### Selected text
◆ ◆ ◆ ◆ ◆
On September 18, 1978 Waterman responded to the Board's decision by revising its application for ODS on Trade Route 21, changing the request for permissive subsidized calls at the ports served by Trade Routes 5-7-8-9, 6, and 11 to a request for permissive calls on a nonsubsidized deviation basis to load and discharge cargo. (Waterman also sought reconsideration of the Board's prior denial of ODS on those routes, in petitions dated September 19 and 21, 1978; by order dated November 15, 1978, those petitions were denied. Waterman Steamship Corp., 18 S.R.R. (P & F) 1257 (M.S.B.1978).) On November 21, 1978 the Board granted Waterman's revised application by letter. The Board noted that its determination on the original application satisfied the requirements of Sec. 605(c), given that Waterman's subsidy was to be limited to operations on Trade Route 21. The Board's letter formed the basis for the ODS contract, specifying the subsidy for Trade Route 21, authorizing nonsubsidized service on the other trade routes, and describing how the subsidy was to be allocated among subsidized and nonsubsidized operations of the same vessel. Sea-Land's petition to reconsider the permission to conduct nonsubsidized operations was denied. Waterman Steamship Corp., 18 S.R.R. (P & F) 1550, 1552 (M.S.B.1979).
Since the Merchant Marine Act contains no special provision for judicial review of subsidy determinations, Sea-Land brought suit against the government appellees in the United States District Court for the District of Columbia under the so-called nonstatutory review provision of the Administrative Procedure Act, 5 U.S.C. Sec. 703 (1982). Waterman was permitted to intervene as a party defendant. Sea-Land has standing because it operates vessels upon some of the trade routes on which the nonsubsidized operations may be conducted, and will thus suffer competitive harm as a consequence of the Secretary's action allegedly taken "without observance of procedure required by law," 5 U.S.C. Sec. 706(2)(D). See Association of Data Processing Service Organizations v. Camp, 397 U.S. 150, 90 S.Ct. 827, 25 L.Ed.2d 184 (1970).
◆ ◆ ◆ ◆ ◆
Entries from a dataset
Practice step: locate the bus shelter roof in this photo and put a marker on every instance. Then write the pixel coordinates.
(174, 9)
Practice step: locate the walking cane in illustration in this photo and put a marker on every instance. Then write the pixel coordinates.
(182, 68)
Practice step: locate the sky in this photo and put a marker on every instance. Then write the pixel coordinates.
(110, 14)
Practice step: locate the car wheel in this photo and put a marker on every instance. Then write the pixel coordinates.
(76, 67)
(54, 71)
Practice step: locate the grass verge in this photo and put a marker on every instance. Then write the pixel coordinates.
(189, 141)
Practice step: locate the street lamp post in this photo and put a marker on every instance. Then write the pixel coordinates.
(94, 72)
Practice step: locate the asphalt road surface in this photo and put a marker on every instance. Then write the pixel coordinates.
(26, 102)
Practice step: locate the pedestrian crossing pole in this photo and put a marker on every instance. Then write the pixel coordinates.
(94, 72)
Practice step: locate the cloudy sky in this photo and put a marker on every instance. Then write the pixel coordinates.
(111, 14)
◆ ◆ ◆ ◆ ◆
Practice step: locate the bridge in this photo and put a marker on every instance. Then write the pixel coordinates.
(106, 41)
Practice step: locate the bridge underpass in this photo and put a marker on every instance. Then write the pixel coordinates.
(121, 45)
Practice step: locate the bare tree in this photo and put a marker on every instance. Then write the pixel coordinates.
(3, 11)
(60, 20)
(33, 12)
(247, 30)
◆ ◆ ◆ ◆ ◆
### Required tasks
1 > According to the Waterman subsidy excerpt, why does Sea-Land have standing to bring its suit? Answer in one to three sentences.
2 > Write out the Waterman subsidy excerpt from "Since the Merchant" up to and including "L.Ed.2d 184 (1970).".
These rows were taken from a different source than the text.

### Answers by task
1 > Sea-Land has standing because it operates vessels on some of the trade routes where the nonsubsidized operations may be conducted. It will therefore suffer competitive harm from the Secretary's action, which it alleges was taken "without observance of procedure required by law."

2 >
Since the Merchant Marine Act contains no special provision for judicial review of subsidy determinations, Sea-Land brought suit against the government appellees in the United States District Court for the District of Columbia under the so-called nonstatutory review provision of the Administrative Procedure Act, 5 U.S.C. Sec. 703 (1982). Waterman was permitted to intervene as a party defendant. Sea-Land has standing because it operates vessels upon some of the trade routes on which the nonsubsidized operations may be conducted, and will thus suffer competitive harm as a consequence of the Secretary's action allegedly taken "without observance of procedure required by law," 5 U.S.C. Sec. 706(2)(D). See Association of Data Processing Service Organizations v. Camp, 397 U.S. 150, 90 S.Ct. 827, 25 L.Ed.2d 184 (1970).